Cuplikan Halaman
▽
Senin, 17 Juni 2013

Memaknai Perjalanan Malindo Darsasa

Perjalanan Malindo Darsasa sudah memasuki usia empat puluh satu tahun. Lahir dalam suasana persahabatan yang hangat antara Indonesia dan Malaysia di awal tahun tujuh puluhan. Bayinya lahir dari kota sejuk Prapat di tepi Danau Toba yang indah tanggal 27 Juli 1972. Sejarah kemudian mencatat eksistensi Malindo Darsasa mendapat porsi terbesar sebagai media latihan gabungan antar negara ASEAN lima tahun sekali sejak tahun 1981 dan tiga tahun sekali sejak tahun 2006.

Latihan gabungan terakhir Malindo Darsasa 8 AB (latihan gabungan Malaysia-Indonesia darat samudera angkasa) di Medan yang berlangsung dari tanggal 7 sampai dengan 12 Juni 2013 melibatkan sekitar 1.800 prajurit pasukan khusus kedua negara, Indonesia 1.500 dan Malaysia 300 prajurit. Kebiasaannya memang begitu, lebih banyak tuan rumah, sama jika Malaysia yang jadi tuan rumah. Latgab Malindo Darsasa 7AB tahun 2010 di Malaka Malaysia diikuti 1.900 prajurit juga dari pasukan khusus kedua negara, Indonesia 500 prajurit, Malaysia 1.500 prajurit.

Sesungguhnya kegiatan latihan gabungan antar negara menyiratkan dan menyuratkan kedekatan hubungan antar negara dan hubungan militernya. Begitulah yang terjadi dengan hubungan pertemanan Indonesia dan Malaysia sampai lepasnya Sipadan dan Ligitan tahun 2002 melalui Mahkamah Internasional. Bersamaan dengan itu kondisi militer RI sejak tahun 1999 melakukan operasi militer besar-besaran di Timor Leste, Aceh dan Maluku. Tiga hotspot ini merupakan tugas berat yang harus dijalankan tentara Indonesia dengan mengerahkan hampir 80 ribu pasukan dan alutsista segala matra, belum lagi embargo persenjataan militer. Merasa diatas angin Malaysia mengambil keuntungan dari kondisi ini dengan melakukan show of force, mula-mula di sekitar Sipadan dan Ligitan.
△
Entri penunjukan objek bernama:
▽
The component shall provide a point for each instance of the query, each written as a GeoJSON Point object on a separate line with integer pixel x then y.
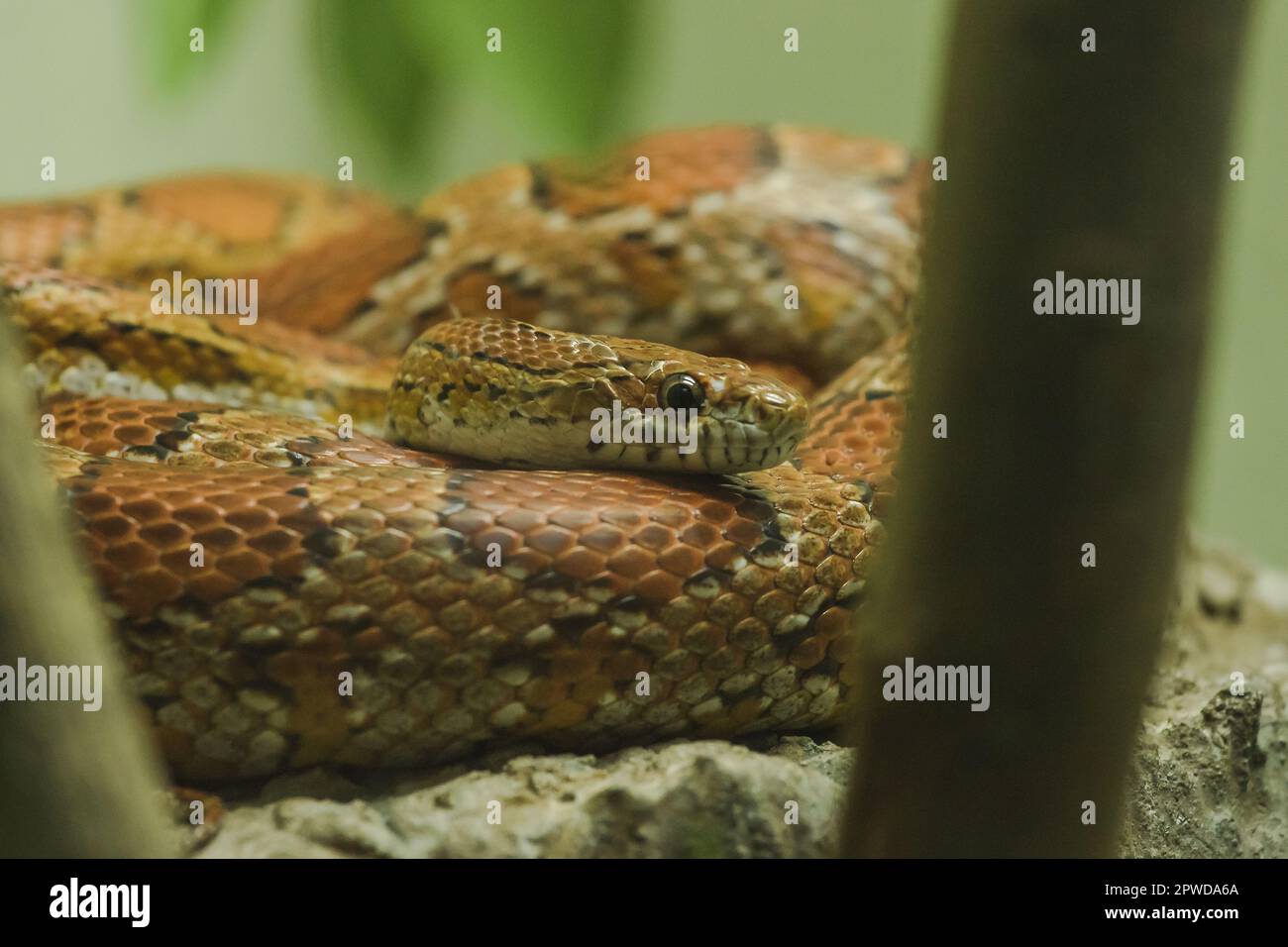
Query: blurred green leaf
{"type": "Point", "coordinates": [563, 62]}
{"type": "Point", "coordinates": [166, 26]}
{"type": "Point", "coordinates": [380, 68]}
△
▽
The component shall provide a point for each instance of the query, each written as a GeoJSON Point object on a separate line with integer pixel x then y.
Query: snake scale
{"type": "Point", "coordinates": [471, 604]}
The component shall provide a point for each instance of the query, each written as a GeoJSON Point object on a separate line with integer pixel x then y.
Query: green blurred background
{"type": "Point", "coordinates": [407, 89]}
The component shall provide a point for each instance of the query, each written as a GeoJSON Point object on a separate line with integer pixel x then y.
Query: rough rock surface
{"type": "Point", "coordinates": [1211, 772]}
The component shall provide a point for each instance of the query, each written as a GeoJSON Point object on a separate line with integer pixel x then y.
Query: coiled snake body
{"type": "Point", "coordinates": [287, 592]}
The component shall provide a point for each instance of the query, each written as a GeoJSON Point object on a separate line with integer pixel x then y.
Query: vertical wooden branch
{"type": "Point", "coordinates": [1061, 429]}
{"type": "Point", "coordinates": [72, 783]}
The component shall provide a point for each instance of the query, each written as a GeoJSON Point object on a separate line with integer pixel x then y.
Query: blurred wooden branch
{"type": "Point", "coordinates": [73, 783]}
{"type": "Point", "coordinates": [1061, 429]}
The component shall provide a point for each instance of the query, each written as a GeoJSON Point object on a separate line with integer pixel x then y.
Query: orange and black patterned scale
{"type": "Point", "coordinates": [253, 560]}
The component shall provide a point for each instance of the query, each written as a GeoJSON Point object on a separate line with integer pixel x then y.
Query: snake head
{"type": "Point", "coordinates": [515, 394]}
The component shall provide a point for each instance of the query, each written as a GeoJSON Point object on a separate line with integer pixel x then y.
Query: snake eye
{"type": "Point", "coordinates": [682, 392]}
△
Ketentuan Soal
**A.** Kutip persis bagian artikel Malindo Darsasa dari "Memaknai Perjalanan Malindo" sampai "sejak tahun 2006.".
**B.** Alihbahasakan kalimat dari artikel Malindo Darsasa berikut ke dalam bahasa Inggris: "Perjalanan Malindo Darsasa sudah memasuki usia empat puluh satu tahun."
Data tersebut tidak ada hubungannya dengan artikel Malindo Darsasa.

Pembahasan Jawaban
**A.**
Memaknai Perjalanan Malindo Darsasa

Perjalanan Malindo Darsasa sudah memasuki usia empat puluh satu tahun. Lahir dalam suasana persahabatan yang hangat antara Indonesia dan Malaysia di awal tahun tujuh puluhan. Bayinya lahir dari kota sejuk Prapat di tepi Danau Toba yang indah tanggal 27 Juli 1972. Sejarah kemudian mencatat eksistensi Malindo Darsasa mendapat porsi terbesar sebagai media latihan gabungan antar negara ASEAN lima tahun sekali sejak tahun 1981 dan tiga tahun sekali sejak tahun 2006.

**B.** The journey of Malindo Darsasa has now reached the age of forty-one years.